▸ Object pointing dataset entries:
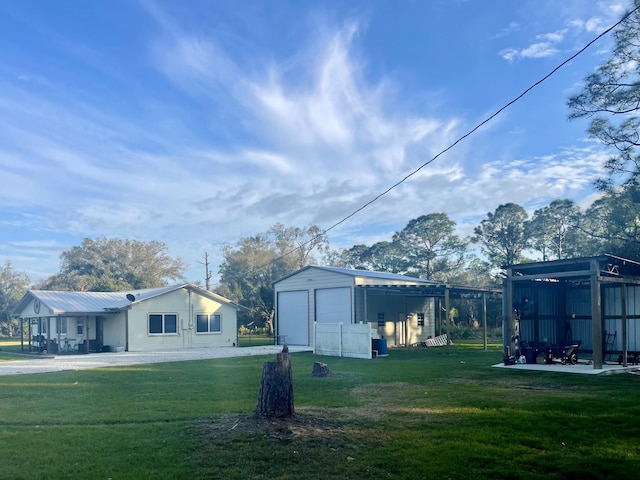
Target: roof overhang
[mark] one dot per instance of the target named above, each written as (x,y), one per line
(606,268)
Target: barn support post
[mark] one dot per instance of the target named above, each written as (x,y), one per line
(507,314)
(596,316)
(48,320)
(58,325)
(448,317)
(623,309)
(484,319)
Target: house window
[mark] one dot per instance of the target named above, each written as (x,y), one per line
(163,324)
(208,323)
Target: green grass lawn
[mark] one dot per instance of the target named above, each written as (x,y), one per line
(418,413)
(255,340)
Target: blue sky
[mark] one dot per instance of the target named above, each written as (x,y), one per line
(198,123)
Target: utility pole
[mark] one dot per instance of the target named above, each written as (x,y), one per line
(207,274)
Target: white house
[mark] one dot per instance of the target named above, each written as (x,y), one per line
(172,317)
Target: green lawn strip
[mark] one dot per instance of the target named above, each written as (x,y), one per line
(418,413)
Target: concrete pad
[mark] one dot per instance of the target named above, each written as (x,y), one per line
(58,363)
(581,368)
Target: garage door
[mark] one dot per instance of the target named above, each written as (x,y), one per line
(333,305)
(293,316)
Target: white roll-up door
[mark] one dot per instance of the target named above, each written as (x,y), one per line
(293,316)
(333,305)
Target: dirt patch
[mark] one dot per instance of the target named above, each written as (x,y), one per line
(301,425)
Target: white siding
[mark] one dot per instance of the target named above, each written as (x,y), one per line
(186,305)
(333,305)
(309,280)
(293,316)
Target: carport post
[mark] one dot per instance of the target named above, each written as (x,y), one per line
(484,318)
(507,313)
(623,307)
(446,306)
(596,316)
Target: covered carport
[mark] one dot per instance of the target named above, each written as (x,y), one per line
(442,296)
(591,300)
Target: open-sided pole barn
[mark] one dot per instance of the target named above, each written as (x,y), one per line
(591,300)
(401,309)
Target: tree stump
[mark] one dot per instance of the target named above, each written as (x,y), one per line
(320,370)
(275,399)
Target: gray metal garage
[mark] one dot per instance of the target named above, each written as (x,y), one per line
(399,308)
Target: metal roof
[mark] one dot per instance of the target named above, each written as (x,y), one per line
(74,303)
(606,266)
(365,274)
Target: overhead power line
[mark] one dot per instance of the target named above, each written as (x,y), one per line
(460,139)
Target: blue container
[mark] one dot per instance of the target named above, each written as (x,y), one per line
(383,347)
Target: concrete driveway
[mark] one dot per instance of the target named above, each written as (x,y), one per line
(59,363)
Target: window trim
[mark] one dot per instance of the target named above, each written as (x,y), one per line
(210,317)
(164,333)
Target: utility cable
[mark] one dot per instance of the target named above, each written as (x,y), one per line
(460,139)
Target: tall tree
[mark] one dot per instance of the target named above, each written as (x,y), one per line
(431,247)
(13,285)
(502,235)
(115,264)
(553,230)
(613,223)
(379,257)
(249,268)
(611,98)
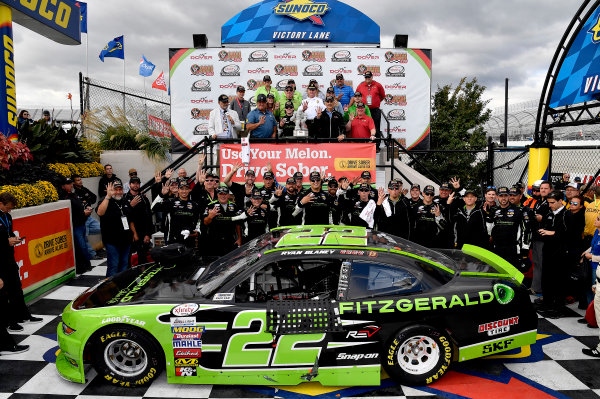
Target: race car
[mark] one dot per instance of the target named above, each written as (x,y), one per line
(332,304)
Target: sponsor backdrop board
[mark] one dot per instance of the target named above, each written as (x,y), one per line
(47,254)
(199,76)
(346,159)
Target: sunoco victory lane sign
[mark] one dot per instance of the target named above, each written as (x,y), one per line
(199,76)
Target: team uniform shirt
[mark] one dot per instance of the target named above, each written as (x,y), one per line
(361,127)
(398,222)
(470,227)
(286,204)
(266,129)
(374,90)
(347,94)
(182,215)
(427,226)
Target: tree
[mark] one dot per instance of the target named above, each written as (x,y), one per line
(457,119)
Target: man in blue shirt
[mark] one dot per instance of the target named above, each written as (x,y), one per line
(344,94)
(261,122)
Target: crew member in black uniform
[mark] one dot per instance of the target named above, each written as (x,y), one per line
(393,212)
(469,222)
(224,234)
(315,203)
(505,226)
(255,217)
(183,215)
(428,221)
(285,201)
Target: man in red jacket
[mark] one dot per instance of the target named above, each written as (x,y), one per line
(372,93)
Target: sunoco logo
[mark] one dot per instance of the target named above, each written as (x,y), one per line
(201,85)
(396,86)
(397,115)
(301,10)
(201,130)
(390,56)
(259,56)
(342,56)
(262,71)
(285,56)
(314,56)
(230,70)
(232,56)
(286,70)
(202,70)
(395,71)
(369,56)
(395,100)
(202,56)
(313,70)
(362,69)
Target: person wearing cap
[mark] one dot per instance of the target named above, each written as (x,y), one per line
(315,203)
(330,122)
(373,93)
(428,221)
(141,219)
(311,107)
(343,92)
(285,201)
(79,214)
(289,95)
(360,126)
(267,89)
(469,223)
(108,177)
(116,228)
(505,227)
(223,123)
(351,109)
(415,196)
(336,103)
(393,212)
(254,217)
(242,107)
(224,234)
(261,122)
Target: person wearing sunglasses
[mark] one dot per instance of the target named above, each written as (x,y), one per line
(428,221)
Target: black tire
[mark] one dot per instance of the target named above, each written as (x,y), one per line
(431,360)
(126,356)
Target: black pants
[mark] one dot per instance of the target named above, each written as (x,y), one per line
(17,310)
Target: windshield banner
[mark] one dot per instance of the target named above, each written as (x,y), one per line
(331,160)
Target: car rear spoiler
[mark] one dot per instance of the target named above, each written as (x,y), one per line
(505,268)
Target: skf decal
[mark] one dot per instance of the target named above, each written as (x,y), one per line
(498,327)
(367,332)
(302,9)
(187,352)
(186,361)
(185,371)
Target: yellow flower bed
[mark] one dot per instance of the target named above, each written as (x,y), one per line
(32,194)
(90,169)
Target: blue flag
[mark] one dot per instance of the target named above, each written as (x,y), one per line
(83,12)
(114,48)
(146,67)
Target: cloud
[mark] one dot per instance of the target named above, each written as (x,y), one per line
(489,40)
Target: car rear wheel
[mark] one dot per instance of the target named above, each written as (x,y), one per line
(418,355)
(127,356)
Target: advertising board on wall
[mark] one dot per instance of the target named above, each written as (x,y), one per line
(199,76)
(337,160)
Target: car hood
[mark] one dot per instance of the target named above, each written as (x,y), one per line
(149,283)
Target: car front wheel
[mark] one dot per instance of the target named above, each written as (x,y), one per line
(127,356)
(418,355)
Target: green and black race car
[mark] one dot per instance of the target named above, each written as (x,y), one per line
(331,304)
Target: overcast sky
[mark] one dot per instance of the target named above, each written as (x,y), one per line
(490,40)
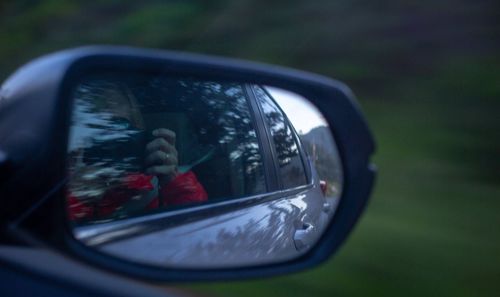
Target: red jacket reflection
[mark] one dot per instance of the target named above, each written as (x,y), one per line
(183,189)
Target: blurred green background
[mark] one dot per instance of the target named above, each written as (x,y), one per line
(427,75)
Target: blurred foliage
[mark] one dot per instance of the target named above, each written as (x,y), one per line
(427,75)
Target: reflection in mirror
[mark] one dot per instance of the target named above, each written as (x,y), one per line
(182,172)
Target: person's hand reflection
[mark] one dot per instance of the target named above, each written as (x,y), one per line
(161,156)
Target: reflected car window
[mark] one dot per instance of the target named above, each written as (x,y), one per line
(151,143)
(291,167)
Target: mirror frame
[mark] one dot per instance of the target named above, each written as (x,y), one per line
(43,88)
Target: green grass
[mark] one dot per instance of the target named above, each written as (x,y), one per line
(427,77)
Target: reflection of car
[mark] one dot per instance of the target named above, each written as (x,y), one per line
(276,222)
(254,157)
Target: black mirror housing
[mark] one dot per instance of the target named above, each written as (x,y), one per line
(35,116)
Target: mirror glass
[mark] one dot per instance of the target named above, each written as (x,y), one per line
(183,172)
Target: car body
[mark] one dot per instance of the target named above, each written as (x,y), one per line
(284,227)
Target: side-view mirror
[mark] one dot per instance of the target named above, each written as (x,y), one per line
(170,166)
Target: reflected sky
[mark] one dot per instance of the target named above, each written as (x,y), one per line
(299,110)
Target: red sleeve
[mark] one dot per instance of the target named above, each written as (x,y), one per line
(185,188)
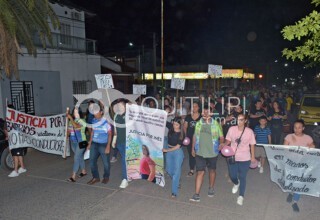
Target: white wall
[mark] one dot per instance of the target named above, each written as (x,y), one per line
(70,66)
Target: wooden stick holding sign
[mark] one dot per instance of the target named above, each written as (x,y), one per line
(139,90)
(178,84)
(66,135)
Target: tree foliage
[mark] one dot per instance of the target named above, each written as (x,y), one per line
(20,22)
(307,32)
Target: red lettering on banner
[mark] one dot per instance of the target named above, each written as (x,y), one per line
(11,115)
(29,120)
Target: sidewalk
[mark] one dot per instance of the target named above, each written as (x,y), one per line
(44,193)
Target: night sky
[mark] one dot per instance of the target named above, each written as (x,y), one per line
(233,33)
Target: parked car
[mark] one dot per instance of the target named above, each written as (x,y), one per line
(6,160)
(310,109)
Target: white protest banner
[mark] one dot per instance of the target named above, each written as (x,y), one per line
(215,70)
(104,81)
(46,134)
(295,169)
(178,83)
(139,89)
(144,142)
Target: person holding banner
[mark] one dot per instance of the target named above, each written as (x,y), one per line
(188,128)
(242,142)
(174,157)
(147,166)
(119,139)
(76,134)
(205,148)
(17,154)
(99,145)
(298,138)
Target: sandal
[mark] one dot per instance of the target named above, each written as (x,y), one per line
(190,173)
(82,175)
(71,180)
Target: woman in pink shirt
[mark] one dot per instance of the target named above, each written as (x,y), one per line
(147,166)
(298,138)
(243,142)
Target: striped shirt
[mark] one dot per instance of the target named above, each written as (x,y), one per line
(262,134)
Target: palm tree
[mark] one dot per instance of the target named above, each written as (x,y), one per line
(20,21)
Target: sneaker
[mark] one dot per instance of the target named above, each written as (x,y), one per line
(261,170)
(13,174)
(124,184)
(22,170)
(289,198)
(235,188)
(240,200)
(211,192)
(113,160)
(195,198)
(295,207)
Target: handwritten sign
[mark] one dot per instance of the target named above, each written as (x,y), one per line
(215,70)
(104,81)
(139,89)
(295,169)
(46,134)
(178,83)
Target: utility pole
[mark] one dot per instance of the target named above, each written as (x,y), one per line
(154,63)
(162,52)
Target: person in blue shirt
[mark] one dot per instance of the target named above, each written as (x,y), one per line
(99,145)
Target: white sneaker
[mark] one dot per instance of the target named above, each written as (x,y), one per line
(261,170)
(124,184)
(113,160)
(240,200)
(235,188)
(22,170)
(13,174)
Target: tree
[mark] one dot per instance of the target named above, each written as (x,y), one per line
(20,21)
(307,32)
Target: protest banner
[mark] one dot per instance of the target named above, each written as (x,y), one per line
(215,70)
(295,169)
(178,83)
(104,81)
(139,89)
(144,141)
(46,134)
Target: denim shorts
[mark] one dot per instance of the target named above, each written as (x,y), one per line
(202,163)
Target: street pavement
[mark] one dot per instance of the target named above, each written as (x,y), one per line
(44,193)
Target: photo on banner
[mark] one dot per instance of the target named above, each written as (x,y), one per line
(144,142)
(295,169)
(104,81)
(178,83)
(139,89)
(46,134)
(215,70)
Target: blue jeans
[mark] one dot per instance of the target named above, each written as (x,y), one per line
(173,166)
(122,150)
(238,171)
(78,161)
(97,150)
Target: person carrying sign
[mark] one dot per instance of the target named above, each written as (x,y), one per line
(298,138)
(205,148)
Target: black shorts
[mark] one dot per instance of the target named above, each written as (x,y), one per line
(19,151)
(202,163)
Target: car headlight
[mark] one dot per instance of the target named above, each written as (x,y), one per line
(303,112)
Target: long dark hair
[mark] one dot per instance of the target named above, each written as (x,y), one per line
(171,131)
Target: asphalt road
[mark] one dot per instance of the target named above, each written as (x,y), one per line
(44,193)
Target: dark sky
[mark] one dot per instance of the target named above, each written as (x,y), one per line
(234,33)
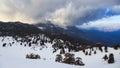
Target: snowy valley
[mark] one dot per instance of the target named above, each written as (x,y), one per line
(13,51)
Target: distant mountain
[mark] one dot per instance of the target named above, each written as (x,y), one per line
(81,36)
(17,28)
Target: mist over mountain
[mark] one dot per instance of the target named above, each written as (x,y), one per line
(17,28)
(81,35)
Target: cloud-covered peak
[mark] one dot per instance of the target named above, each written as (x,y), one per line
(60,12)
(106,24)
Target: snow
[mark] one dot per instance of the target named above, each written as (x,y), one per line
(14,57)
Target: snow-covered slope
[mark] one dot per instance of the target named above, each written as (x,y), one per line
(15,57)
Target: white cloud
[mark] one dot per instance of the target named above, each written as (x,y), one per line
(60,12)
(106,24)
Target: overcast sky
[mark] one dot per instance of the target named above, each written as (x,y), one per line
(85,14)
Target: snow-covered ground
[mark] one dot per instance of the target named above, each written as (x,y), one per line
(15,57)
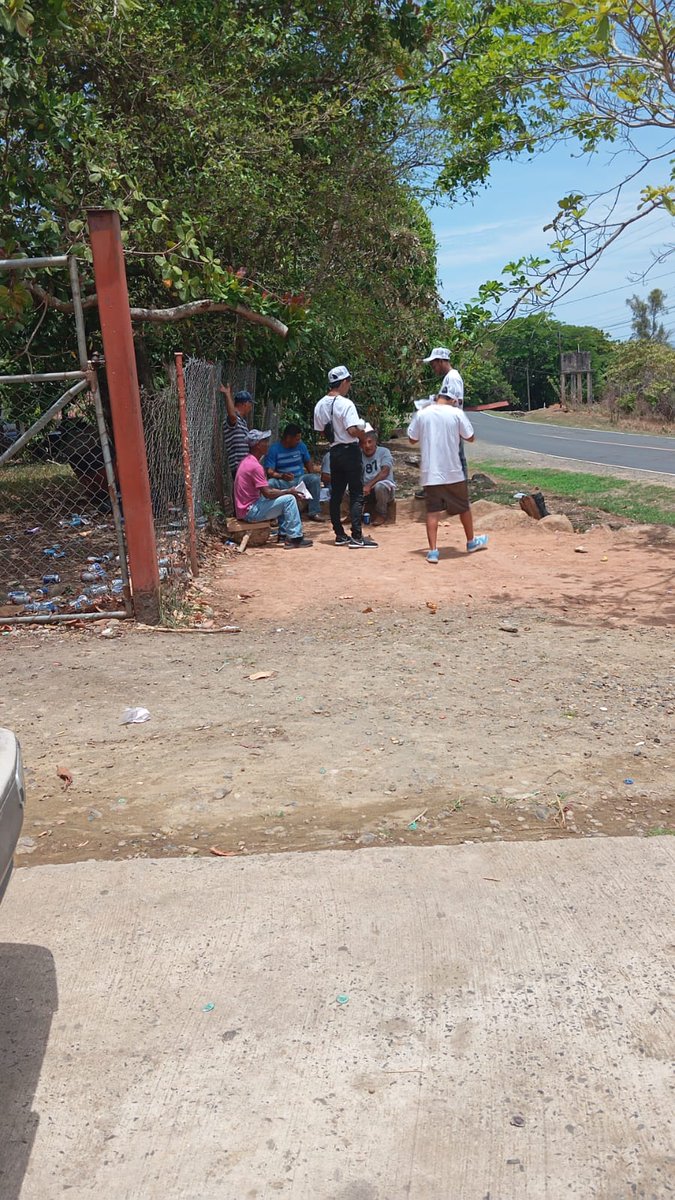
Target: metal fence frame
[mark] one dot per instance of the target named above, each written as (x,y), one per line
(85,378)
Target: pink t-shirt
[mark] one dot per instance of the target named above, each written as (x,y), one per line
(248,481)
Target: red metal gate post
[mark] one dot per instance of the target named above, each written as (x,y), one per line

▸ PROBLEM DESCRIPTION:
Copy the lines running from the one with "Target: snow-covered ground" through the end of the entries, both ends included, and leave the pictures out of your answer.

▸ ANSWER TO THIS EXERCISE:
Target: snow-covered ground
[mark] one dot per instance of the target named above, each written as (x,y), one per line
(15,57)
Target: metal fence frame
[mark] one dot per instance of the target named above, each written as (x,y), one per line
(85,378)
Target: pink t-shirt
[mark] one dot per instance of the target named above, each written as (x,y), one per line
(248,481)
Target: red metal gate post
[mark] one dot per instance of the target named above, each written as (x,y), one per line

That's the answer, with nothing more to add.